(Beginning of EXERCISE TEXT)

SUPERVERSIVE: Looking for the next Miyazaki in all the wrong places

Tuesday , 13, November 2018 2 Comments

Image result for hayao miyazakiYou all know the debate. Miyazaki is getting up there in age. He’s on almost assuredly his last film, if only because he won’t last long enough for another one. He’s a giant in the world of animation and one of the first true anime film directors with crossover western appeal, to say nothing of his enormous impact on Japanese animation. With him nearing the end of his career, the question becomes: Who is going to be the next Miyazaki?

There are several contenders. Makoto Shinkai is a popular one, the director of the brilliant film “Your Name”. Hiromu Hasoda, director of the excellent films “The Girl Who Leapt Through Time” and “The Wolf Children” is another contender. Hiromasa Yonebayashi, the former Ghibli animator who made the perfectly cromulent films “The Secret World of Arrietty”, “When Marnie Was There”, and “Mary and the Witch’s Flower” is another. These are all good directors, and Hasoda might even be a great director. Shinkai certainly has the potential to be a great director, and has already made one great movie.

None of these men are the next Miyazaki. Indeed, none of them are even close. That’s because people looking for the next Miyazaki are looking for precisely the wrong thing.

Hayao Miyazaki occupies the place he has in Japanese animation because of the particulars of the place and time he worked in. Miyazaki wasn’t who he was because of gentle, dreamlike storytelling, or fantastical settings, or even his brilliant visuals. It’s because he was doing things in animation nobody else was doing before – his films were more western influenced, more superversive, and more visually inventive (okay, yeah, I cheated a bit with the visuals, but you get my point). I don’t think westerners, even westerners who like Ghibli films, really understand just HOW influential Miyazaki was. It almost can’t be overstated. Geoff of Mother’s Basement calls “Castle in the Sky” the Japanese equivalent to “The Lord of the Rings”! Think about how influential “The Lord of the Rings” is to begin to grasp the impact of that statement. And it’s only ONE of his films.

When people look for the next Miyazaki they tend to look for directors who do things similar to what Miyazaki did (or at least, that people have an image of): Family friendly films accessible to western audiences with maybe a hint of the supernatural to them, leaning towards the superversive. There’s nothing wrong with movies like this, and these parameters are broad enough to encompass a lot of unique directing styles; Hasoda, Shinkai, and Miyazaki are all very different directors from each other (Yonebayashi was a Miyazaki disciple and so is actually not all that different from his master).

Image result for neon genesis evangelion

That’s right. More Miyazakian than “Your Name”.

But none of these directors are innovators. They are all good to great directors, but none of them are doing to the industry anything close to like what Miyazaki was doing. The truth is, Hideaki Anno, the creator of “Neon Genesis Evangelion”, is closer to being the next Miyazaki than Makoto Shinkai, because like Miyazaki Anno was an enormously influential innovator who made a deep and irreversible impression on the industry. In fact, the only real reason he ISN’T the next Miyazaki is that they happen to be contemporaries (man was THAT a generation).

(End of EXERCISE TEXT)
(Beginning of DATA SUPPLIED)

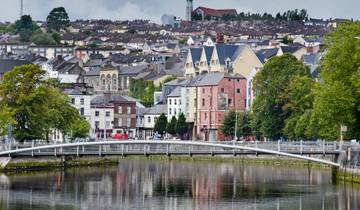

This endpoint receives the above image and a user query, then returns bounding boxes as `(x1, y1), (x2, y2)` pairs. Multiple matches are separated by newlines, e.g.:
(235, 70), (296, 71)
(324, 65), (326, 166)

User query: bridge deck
(0, 140), (340, 167)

(End of DATA SUPPLIED)

◆ WORK TO COMPLETE ◆
A - Rewrite the paragraph of the Miyazaki article that begins "There are several contenders." as a short list, keeping its main facts.
B - Answer these questions from the Miyazaki article, one per line:
(i) According to Geoff of Mother's Basement, "Castle in the Sky" is the Japanese equivalent to which work?
(ii) Which contender is described as a Miyazaki disciple?
(iii) Who created "Neon Genesis Evangelion"?
C - Continue the Miyazaki article, picking up right after its last sentence.
The collected data is separate material and has no connection to the Miyazaki article.

◆ PER-TASK OUTPUTS ◆
A -
- Makoto Shinkai: popular contender, director of "Your Name"; has the potential to be a great director and has already made one great movie.
- Hiromu Hasoda: director of "The Girl Who Leapt Through Time" and "The Wolf Children"; might even be a great director.
- Hiromasa Yonebayashi: former Ghibli animator, director of "The Secret World of Arrietty," "When Marnie Was There," and "Mary and the Witch's Flower."
- All three are good directors.

B -
(i) "The Lord of the Rings"
(ii) Hiromasa Yonebayashi
(iii) Hideaki Anno

C -
If you want my best guess, we’re not going to see the next Miyazaki for awhile. He’s going to be a guy in Japan who starts off small but slowly gains a reputation for a different, quirky style that eventually takes off with some smash hit, and the rest of the industry is going to ride his coattails like crazy. Thing is, if he’s the sort of generational talent Miyazaki was said director will need to keep ahead of the curve by trying out new genres and structures, adapting them to his unique style and maintaining a standard of quality that his imitators can’t match. Eventually a generation of animators will grow up having been influenced by this guy and we’ll all see a dramatically different industry than we see today.

Unless, of course, you want to consider John Lasseter the next Miyazaki, which is far less unreasonable than you think, though maybe you’d disqualify him on the grounds of being a western director. Still, a guy like Lasseter is much closer to the sort of thing we’ll see when the next Miyazaki comes along – a giant who changes the industry forever, innovating in storytelling, animation, and style.

To give a ballpark prediction of what I think this next trend will be, I’d put my money on the idea that the next Big Thing is going to be a director who rejects western influence and stays within his Japanese roots, experimenting with different Japanese storytelling structures and art styles in his films. Maybe he’ll get into other Asian folklore as well. But I’m just guessing. Who really knows?

There is no next Miyazaki – not now, at least. It’s very possible there won’t be for decades, if ever. People who are looking for it in directors with similar styles are looking for it in the wrong place. To find the next Miyazaki, find the innovators, the risk takers, the sorts of people willing to try things nobody has ever really tried before. Only then will we start our search in the right place, and perhaps find the true successor to Hayao Miyazaki.

The Mother’s Basement video where Geoff compares “Castle in the Sky” to “Lord of the Rings”, for the curious.

  • Mr. Tines says:

    Anno is almost 20 years younger than Miyazaki, which starts to be a stretch to count as being in the same generation, especially as Anno was actually one of Miyazaki’s protégés in the pre-Ghibli days.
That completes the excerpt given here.